(Point-per-instance localization data)
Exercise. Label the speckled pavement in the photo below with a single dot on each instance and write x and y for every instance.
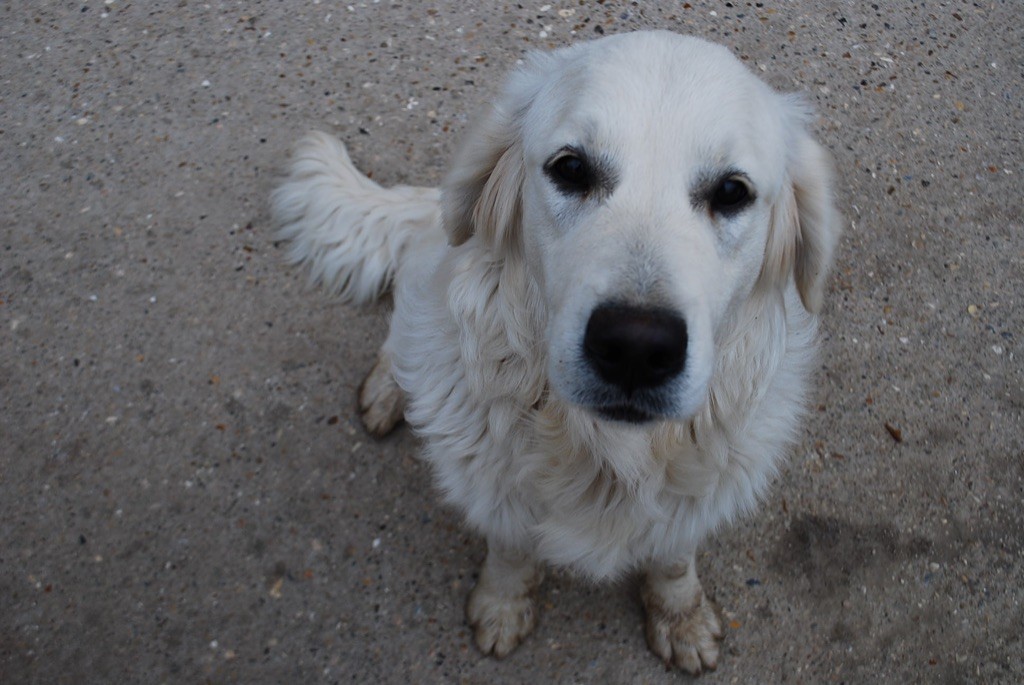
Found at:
(186, 495)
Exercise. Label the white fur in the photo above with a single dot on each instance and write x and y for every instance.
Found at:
(485, 337)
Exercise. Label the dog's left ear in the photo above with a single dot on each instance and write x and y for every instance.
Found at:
(482, 193)
(805, 225)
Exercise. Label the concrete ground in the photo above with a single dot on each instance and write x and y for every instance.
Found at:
(186, 494)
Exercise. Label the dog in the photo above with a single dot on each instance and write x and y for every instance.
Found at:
(604, 320)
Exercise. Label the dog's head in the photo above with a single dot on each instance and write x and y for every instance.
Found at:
(651, 184)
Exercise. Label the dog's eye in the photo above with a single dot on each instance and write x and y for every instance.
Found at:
(730, 196)
(571, 174)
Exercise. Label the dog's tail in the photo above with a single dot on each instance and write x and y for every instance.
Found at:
(351, 231)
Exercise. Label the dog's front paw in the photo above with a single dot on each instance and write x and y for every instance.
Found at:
(500, 623)
(381, 401)
(686, 638)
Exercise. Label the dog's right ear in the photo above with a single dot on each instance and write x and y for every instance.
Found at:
(482, 193)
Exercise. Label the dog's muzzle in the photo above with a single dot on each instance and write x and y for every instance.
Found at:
(636, 351)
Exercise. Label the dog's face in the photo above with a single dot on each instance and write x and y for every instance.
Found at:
(652, 185)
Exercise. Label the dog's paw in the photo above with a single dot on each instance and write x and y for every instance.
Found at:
(381, 401)
(685, 638)
(500, 623)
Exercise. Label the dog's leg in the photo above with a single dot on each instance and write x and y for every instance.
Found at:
(381, 400)
(682, 626)
(501, 608)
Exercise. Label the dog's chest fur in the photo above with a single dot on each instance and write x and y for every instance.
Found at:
(528, 469)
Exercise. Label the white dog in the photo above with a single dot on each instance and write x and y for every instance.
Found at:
(604, 319)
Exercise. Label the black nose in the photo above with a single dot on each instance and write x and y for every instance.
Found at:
(635, 348)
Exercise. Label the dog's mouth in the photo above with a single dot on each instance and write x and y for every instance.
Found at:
(625, 413)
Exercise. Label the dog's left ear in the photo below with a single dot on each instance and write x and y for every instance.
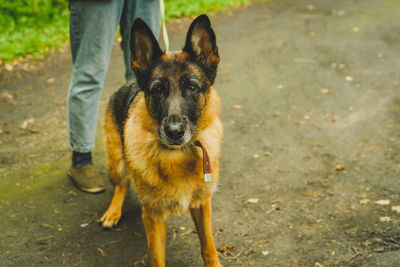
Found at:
(144, 47)
(201, 44)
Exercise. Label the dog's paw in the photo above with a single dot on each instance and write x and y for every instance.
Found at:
(110, 217)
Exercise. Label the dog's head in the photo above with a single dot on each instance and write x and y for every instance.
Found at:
(175, 84)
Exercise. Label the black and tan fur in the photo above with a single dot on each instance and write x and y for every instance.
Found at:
(151, 126)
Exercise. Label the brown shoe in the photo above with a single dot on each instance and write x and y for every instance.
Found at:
(87, 179)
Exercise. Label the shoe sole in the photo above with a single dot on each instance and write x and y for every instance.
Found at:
(88, 190)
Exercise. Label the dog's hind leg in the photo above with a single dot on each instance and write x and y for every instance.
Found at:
(202, 219)
(116, 168)
(156, 227)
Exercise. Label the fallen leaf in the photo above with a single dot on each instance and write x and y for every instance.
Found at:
(50, 80)
(56, 211)
(383, 202)
(266, 252)
(252, 200)
(339, 167)
(7, 96)
(396, 209)
(101, 252)
(43, 240)
(226, 250)
(384, 219)
(237, 106)
(26, 123)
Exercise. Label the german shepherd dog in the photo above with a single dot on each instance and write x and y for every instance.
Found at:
(163, 134)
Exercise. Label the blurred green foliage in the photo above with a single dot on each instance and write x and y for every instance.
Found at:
(30, 28)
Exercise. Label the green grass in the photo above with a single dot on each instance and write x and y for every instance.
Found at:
(31, 28)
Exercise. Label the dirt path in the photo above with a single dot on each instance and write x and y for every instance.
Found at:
(310, 163)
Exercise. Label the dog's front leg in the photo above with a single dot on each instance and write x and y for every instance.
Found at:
(202, 219)
(156, 227)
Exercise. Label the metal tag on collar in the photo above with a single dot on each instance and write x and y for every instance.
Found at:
(208, 177)
(206, 164)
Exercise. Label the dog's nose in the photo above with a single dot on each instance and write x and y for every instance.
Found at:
(174, 127)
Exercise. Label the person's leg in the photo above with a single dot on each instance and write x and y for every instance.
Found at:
(149, 11)
(93, 25)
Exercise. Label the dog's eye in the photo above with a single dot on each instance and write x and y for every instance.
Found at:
(192, 87)
(157, 88)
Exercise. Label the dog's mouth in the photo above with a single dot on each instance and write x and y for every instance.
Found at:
(178, 143)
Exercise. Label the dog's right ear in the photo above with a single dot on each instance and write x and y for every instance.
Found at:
(144, 46)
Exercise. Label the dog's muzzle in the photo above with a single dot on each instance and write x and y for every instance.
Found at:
(175, 131)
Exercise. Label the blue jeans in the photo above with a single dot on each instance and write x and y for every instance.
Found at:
(93, 25)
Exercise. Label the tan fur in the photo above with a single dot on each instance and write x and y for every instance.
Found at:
(168, 182)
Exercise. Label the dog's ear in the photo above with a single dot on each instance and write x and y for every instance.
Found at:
(201, 44)
(144, 46)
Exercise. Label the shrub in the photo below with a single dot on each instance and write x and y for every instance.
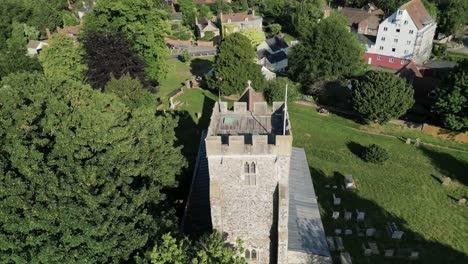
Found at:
(375, 154)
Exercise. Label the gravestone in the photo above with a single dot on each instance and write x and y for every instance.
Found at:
(446, 181)
(462, 201)
(417, 143)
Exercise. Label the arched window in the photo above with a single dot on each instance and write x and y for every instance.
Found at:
(246, 167)
(247, 254)
(252, 168)
(254, 254)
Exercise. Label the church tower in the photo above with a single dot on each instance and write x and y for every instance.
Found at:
(248, 151)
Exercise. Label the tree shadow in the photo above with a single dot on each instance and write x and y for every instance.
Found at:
(356, 148)
(378, 218)
(200, 66)
(447, 164)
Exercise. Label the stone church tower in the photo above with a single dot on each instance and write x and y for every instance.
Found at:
(245, 168)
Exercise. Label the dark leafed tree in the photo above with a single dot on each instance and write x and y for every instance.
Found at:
(81, 174)
(329, 52)
(381, 96)
(110, 53)
(234, 65)
(452, 99)
(142, 22)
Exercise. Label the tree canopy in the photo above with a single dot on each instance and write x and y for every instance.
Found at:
(329, 52)
(234, 65)
(116, 51)
(452, 99)
(63, 58)
(143, 23)
(381, 96)
(210, 249)
(81, 174)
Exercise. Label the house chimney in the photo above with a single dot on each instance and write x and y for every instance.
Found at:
(48, 33)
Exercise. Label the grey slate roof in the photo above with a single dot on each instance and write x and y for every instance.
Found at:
(306, 233)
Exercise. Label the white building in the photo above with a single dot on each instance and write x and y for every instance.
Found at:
(404, 36)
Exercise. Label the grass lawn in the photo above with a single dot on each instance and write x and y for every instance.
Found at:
(406, 190)
(179, 72)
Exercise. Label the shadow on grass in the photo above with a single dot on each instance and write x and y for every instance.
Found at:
(356, 148)
(448, 165)
(188, 133)
(375, 217)
(200, 66)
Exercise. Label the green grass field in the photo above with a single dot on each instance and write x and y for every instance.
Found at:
(179, 72)
(406, 190)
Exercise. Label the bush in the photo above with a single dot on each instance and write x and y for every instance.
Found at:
(375, 154)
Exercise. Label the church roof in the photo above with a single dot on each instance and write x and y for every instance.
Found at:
(305, 229)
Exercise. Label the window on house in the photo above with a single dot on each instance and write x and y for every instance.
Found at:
(254, 254)
(246, 167)
(252, 168)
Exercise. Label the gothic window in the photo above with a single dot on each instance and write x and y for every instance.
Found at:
(254, 255)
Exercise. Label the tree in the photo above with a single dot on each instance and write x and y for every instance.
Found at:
(329, 52)
(256, 37)
(275, 90)
(452, 99)
(189, 10)
(234, 66)
(130, 91)
(210, 249)
(118, 53)
(454, 17)
(63, 58)
(80, 173)
(381, 96)
(142, 22)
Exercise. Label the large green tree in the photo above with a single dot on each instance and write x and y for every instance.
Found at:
(209, 249)
(81, 174)
(234, 66)
(116, 51)
(63, 58)
(329, 52)
(452, 99)
(143, 23)
(381, 96)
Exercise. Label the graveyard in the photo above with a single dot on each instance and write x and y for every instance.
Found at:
(405, 211)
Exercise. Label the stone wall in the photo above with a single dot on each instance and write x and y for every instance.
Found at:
(295, 257)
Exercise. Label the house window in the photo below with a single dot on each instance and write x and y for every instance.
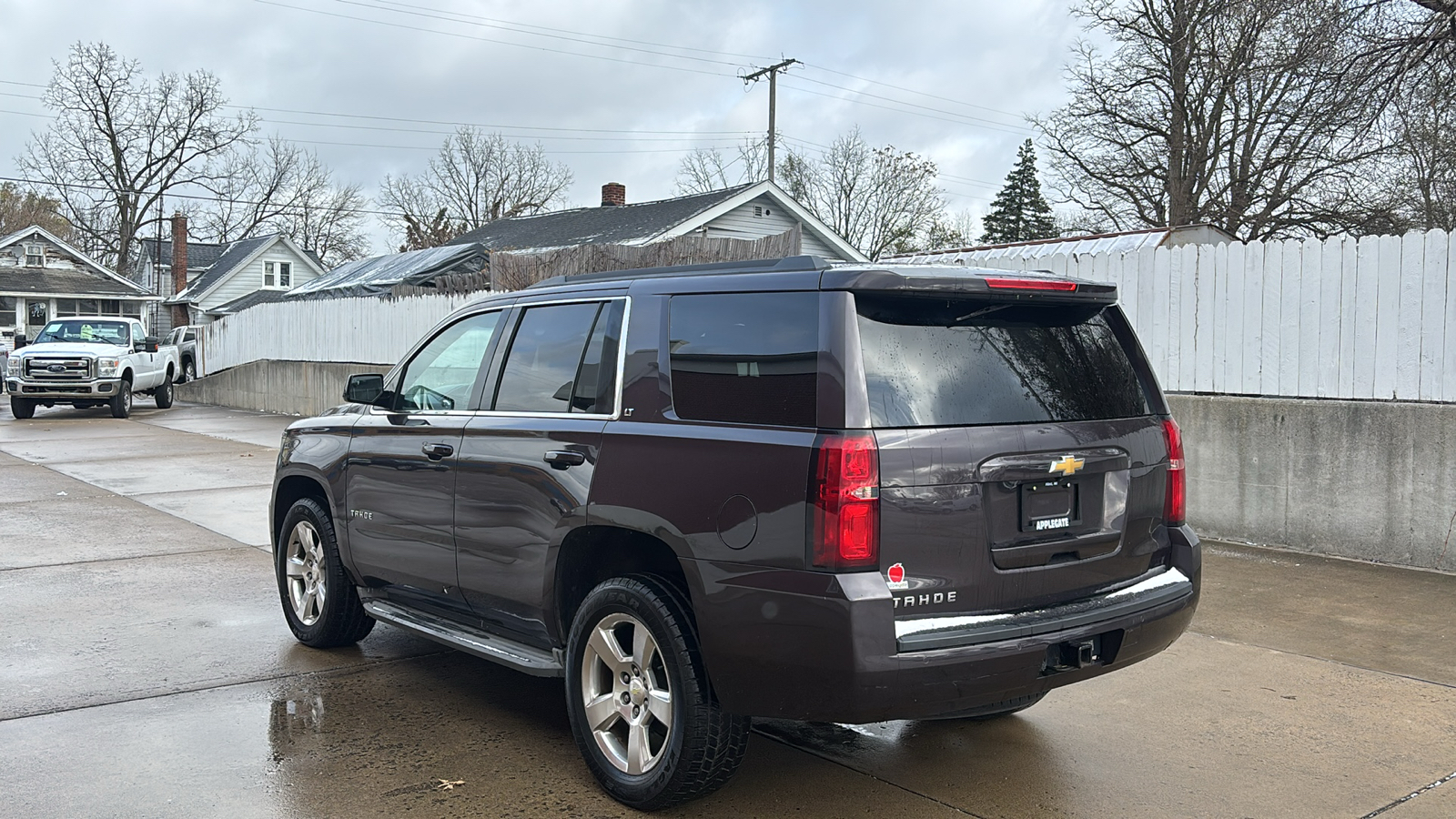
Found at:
(277, 274)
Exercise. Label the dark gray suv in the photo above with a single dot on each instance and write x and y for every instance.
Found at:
(776, 489)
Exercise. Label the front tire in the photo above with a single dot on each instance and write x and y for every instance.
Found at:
(121, 402)
(164, 394)
(319, 601)
(641, 710)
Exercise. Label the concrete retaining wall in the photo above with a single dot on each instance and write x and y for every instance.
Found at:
(1370, 480)
(291, 388)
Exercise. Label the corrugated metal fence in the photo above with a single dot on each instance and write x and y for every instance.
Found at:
(366, 329)
(1339, 318)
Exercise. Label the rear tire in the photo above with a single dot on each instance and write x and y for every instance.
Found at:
(641, 710)
(164, 394)
(121, 402)
(319, 601)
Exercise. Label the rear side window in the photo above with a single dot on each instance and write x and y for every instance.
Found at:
(746, 358)
(562, 360)
(943, 363)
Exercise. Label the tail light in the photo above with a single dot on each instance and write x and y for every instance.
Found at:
(1176, 508)
(846, 501)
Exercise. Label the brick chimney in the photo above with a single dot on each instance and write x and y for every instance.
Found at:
(179, 312)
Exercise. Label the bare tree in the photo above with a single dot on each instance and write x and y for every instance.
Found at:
(477, 178)
(1256, 116)
(280, 187)
(878, 200)
(22, 208)
(120, 142)
(706, 169)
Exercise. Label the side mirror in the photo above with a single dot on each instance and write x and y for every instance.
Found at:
(364, 388)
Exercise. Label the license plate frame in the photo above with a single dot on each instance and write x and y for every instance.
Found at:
(1048, 506)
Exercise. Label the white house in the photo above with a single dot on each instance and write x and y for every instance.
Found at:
(44, 278)
(744, 212)
(247, 273)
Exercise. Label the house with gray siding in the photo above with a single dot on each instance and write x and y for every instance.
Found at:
(744, 212)
(247, 273)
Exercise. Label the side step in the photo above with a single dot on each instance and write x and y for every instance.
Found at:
(470, 640)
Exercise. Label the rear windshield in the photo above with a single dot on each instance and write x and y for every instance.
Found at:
(944, 363)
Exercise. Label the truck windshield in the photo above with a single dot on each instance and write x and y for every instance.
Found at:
(86, 331)
(960, 361)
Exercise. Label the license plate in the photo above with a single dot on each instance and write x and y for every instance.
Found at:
(1048, 506)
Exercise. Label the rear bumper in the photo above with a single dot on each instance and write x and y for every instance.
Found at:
(810, 646)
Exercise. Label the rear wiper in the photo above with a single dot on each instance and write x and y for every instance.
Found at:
(982, 312)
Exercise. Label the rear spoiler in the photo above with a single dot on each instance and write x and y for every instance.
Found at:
(945, 280)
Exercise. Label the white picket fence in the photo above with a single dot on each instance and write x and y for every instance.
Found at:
(369, 329)
(1339, 318)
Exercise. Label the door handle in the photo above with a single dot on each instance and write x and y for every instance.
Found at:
(564, 458)
(437, 450)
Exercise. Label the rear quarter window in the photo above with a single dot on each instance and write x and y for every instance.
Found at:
(941, 363)
(744, 358)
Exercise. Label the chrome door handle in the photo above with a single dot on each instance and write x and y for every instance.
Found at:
(437, 450)
(564, 458)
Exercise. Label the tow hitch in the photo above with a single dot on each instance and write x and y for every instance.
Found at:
(1081, 653)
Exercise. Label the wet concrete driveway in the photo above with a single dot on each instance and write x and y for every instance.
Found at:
(146, 671)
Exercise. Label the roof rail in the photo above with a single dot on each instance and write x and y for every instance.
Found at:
(788, 264)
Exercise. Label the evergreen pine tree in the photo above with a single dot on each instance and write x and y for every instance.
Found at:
(1019, 212)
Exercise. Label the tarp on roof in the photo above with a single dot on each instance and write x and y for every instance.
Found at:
(378, 274)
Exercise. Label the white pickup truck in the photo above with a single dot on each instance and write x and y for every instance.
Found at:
(91, 361)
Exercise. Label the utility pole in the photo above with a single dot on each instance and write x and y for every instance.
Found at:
(774, 87)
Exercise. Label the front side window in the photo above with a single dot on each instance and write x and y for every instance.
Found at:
(562, 360)
(80, 331)
(443, 375)
(746, 358)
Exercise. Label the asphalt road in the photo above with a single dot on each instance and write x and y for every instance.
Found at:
(146, 671)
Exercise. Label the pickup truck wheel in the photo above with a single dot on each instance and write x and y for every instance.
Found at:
(319, 601)
(121, 402)
(641, 709)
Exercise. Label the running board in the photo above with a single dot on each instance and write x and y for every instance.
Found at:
(470, 640)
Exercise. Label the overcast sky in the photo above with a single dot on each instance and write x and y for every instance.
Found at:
(616, 89)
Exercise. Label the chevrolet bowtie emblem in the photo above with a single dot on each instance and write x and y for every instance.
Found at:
(1067, 465)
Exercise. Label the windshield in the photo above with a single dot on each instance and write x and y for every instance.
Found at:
(938, 363)
(86, 331)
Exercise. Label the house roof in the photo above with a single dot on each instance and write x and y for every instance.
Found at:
(200, 256)
(376, 276)
(1121, 242)
(625, 225)
(238, 254)
(640, 223)
(249, 300)
(101, 280)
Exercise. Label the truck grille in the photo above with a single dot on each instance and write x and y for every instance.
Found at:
(58, 369)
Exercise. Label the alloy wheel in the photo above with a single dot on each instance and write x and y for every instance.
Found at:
(626, 693)
(305, 569)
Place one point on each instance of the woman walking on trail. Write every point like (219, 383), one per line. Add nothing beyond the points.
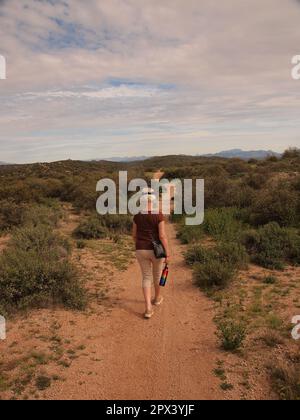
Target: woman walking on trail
(149, 227)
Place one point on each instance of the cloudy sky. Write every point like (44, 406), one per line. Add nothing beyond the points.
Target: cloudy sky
(103, 78)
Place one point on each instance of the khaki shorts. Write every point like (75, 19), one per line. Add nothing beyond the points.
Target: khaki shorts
(151, 267)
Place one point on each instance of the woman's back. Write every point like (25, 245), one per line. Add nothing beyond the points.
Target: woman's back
(147, 229)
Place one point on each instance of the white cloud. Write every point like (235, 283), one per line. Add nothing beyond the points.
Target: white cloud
(228, 64)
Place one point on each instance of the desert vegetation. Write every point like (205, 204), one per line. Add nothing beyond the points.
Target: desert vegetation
(57, 253)
(252, 225)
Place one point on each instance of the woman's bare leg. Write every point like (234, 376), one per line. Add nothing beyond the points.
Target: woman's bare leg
(148, 298)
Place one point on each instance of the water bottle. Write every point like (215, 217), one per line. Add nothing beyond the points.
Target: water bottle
(164, 276)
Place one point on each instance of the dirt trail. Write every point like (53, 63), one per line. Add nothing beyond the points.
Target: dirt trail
(123, 356)
(172, 356)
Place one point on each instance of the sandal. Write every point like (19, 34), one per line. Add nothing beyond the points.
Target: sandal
(158, 302)
(149, 315)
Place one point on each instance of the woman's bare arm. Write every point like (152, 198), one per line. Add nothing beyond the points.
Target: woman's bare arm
(164, 239)
(134, 232)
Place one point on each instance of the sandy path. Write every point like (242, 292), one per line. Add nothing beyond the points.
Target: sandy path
(172, 356)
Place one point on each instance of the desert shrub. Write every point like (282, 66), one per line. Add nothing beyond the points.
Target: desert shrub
(14, 215)
(270, 280)
(230, 254)
(91, 228)
(189, 234)
(285, 381)
(198, 254)
(213, 274)
(256, 180)
(233, 254)
(98, 227)
(36, 215)
(240, 196)
(35, 271)
(272, 339)
(271, 246)
(222, 223)
(232, 334)
(237, 167)
(11, 214)
(292, 153)
(279, 205)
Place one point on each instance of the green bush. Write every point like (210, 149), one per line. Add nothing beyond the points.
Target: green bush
(99, 227)
(285, 381)
(271, 246)
(213, 273)
(117, 223)
(189, 234)
(35, 271)
(222, 223)
(233, 253)
(198, 254)
(280, 205)
(11, 214)
(14, 215)
(232, 334)
(91, 228)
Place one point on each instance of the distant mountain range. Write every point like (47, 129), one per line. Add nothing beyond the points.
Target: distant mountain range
(242, 154)
(127, 159)
(229, 154)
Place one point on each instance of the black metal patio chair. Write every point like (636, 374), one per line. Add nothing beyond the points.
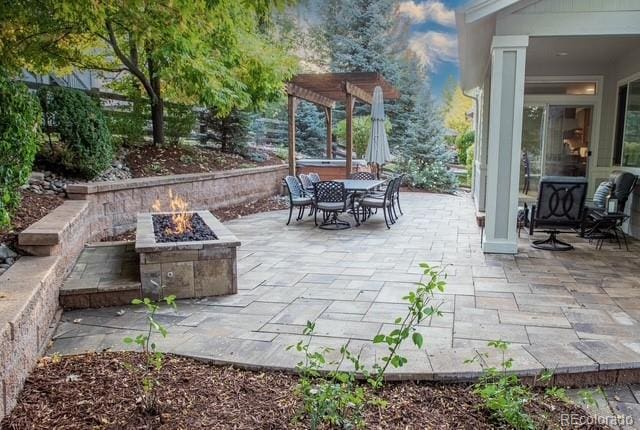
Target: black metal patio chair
(315, 178)
(332, 199)
(384, 202)
(560, 208)
(307, 183)
(297, 197)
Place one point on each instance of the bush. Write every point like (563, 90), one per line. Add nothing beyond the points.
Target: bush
(81, 126)
(433, 176)
(179, 122)
(463, 143)
(230, 131)
(128, 125)
(20, 118)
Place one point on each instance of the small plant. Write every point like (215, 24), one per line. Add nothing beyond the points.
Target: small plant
(337, 399)
(503, 393)
(146, 373)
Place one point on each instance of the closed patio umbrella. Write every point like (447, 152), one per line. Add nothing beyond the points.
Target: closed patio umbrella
(378, 149)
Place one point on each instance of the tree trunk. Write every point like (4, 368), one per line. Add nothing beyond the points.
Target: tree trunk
(157, 104)
(157, 121)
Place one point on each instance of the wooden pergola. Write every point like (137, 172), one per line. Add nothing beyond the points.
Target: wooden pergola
(327, 89)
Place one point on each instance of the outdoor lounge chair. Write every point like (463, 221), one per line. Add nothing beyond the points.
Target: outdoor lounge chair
(598, 223)
(297, 197)
(315, 178)
(560, 208)
(332, 199)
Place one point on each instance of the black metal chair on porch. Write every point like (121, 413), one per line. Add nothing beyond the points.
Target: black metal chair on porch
(307, 183)
(384, 202)
(297, 197)
(315, 178)
(332, 199)
(560, 208)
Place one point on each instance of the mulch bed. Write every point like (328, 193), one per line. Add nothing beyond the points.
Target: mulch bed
(97, 391)
(149, 160)
(32, 208)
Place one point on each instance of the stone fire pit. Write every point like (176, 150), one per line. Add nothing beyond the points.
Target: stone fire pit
(186, 268)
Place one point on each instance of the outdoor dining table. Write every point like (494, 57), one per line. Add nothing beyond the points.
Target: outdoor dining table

● **WHAT IS NEEDED**
Some lines of the records may hold the word "window". How many do? Answer with a number and nothing else.

● **RESULT OF THE TASK**
7